◆ Exercise task
Gather every line in the listing below that contains the word "vegetable", and copy each such line unchanged.
+++ Dataset extract
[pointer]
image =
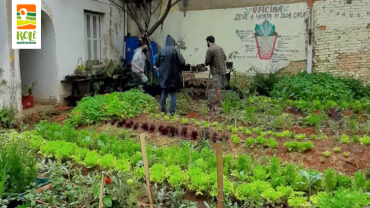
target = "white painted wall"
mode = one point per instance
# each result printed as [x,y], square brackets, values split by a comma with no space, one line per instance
[69,24]
[67,17]
[234,31]
[40,65]
[4,55]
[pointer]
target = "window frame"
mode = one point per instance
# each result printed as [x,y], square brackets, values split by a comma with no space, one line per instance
[98,38]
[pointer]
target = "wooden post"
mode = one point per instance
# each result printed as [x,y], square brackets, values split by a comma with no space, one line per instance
[209,79]
[220,176]
[101,200]
[146,167]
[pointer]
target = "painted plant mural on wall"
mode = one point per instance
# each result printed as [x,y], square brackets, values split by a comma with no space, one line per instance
[265,36]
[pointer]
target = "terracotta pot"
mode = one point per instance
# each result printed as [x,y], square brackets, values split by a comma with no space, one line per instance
[347,113]
[193,115]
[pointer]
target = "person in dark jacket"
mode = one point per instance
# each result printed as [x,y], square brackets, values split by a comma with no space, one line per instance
[169,63]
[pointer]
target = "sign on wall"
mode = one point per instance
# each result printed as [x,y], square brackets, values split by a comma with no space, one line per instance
[267,38]
[26,24]
[267,43]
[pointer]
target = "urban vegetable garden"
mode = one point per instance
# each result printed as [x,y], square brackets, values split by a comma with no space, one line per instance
[287,141]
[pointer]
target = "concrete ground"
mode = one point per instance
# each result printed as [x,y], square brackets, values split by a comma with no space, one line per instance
[37,108]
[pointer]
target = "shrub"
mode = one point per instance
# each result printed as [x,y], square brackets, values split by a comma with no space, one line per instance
[116,105]
[263,84]
[19,165]
[320,86]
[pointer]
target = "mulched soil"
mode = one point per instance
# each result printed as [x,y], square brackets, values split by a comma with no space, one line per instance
[359,155]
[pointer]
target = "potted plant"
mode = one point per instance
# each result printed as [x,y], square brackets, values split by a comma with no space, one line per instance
[229,64]
[187,67]
[89,69]
[27,98]
[80,71]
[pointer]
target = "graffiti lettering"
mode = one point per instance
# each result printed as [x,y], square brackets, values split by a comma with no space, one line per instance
[299,15]
[269,9]
[241,17]
[263,16]
[286,16]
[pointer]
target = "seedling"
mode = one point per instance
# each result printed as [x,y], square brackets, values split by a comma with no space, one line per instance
[300,136]
[323,137]
[250,142]
[365,140]
[313,136]
[185,121]
[166,118]
[175,118]
[345,139]
[248,132]
[234,130]
[219,127]
[206,125]
[336,149]
[256,130]
[326,154]
[235,138]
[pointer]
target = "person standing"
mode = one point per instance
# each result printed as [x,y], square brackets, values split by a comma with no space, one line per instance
[169,63]
[216,59]
[138,64]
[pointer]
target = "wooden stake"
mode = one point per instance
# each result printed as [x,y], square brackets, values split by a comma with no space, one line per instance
[146,167]
[101,192]
[220,176]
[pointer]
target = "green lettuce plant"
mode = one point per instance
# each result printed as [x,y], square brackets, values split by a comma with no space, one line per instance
[158,173]
[92,159]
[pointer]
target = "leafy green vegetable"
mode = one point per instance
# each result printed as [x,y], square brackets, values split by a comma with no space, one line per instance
[92,159]
[158,173]
[108,161]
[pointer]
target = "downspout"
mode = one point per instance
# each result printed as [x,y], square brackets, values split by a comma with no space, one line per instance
[124,32]
[310,42]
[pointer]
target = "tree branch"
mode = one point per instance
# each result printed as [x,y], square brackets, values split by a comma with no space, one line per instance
[177,1]
[161,20]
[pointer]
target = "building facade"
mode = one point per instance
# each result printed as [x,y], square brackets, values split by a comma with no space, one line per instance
[71,31]
[341,34]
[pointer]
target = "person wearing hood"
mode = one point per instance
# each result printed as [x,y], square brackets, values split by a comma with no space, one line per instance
[216,59]
[169,63]
[138,64]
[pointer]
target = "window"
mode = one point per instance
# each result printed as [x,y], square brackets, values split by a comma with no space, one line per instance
[93,37]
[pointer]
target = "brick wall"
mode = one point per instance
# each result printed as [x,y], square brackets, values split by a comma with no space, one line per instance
[342,38]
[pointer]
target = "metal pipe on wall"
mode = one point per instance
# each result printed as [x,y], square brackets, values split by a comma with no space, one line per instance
[310,42]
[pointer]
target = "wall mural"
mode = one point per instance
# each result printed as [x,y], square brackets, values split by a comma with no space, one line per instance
[264,42]
[265,39]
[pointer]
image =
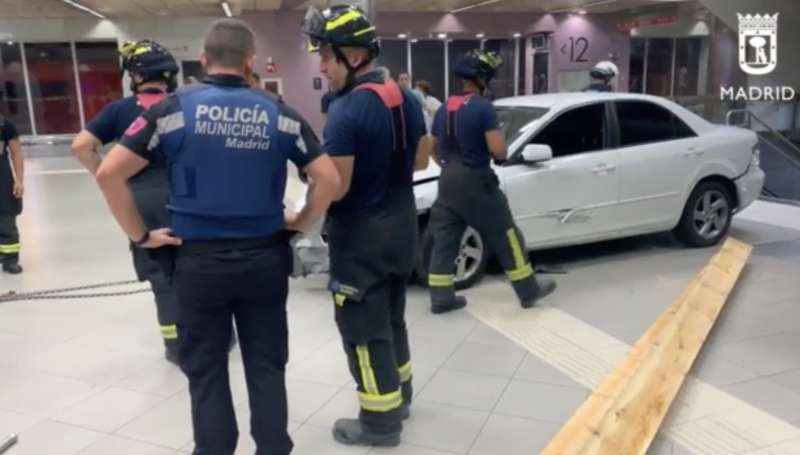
++++++
◆ Final answer
target = "urban vegetable garden"
target = "leafy green vegetable"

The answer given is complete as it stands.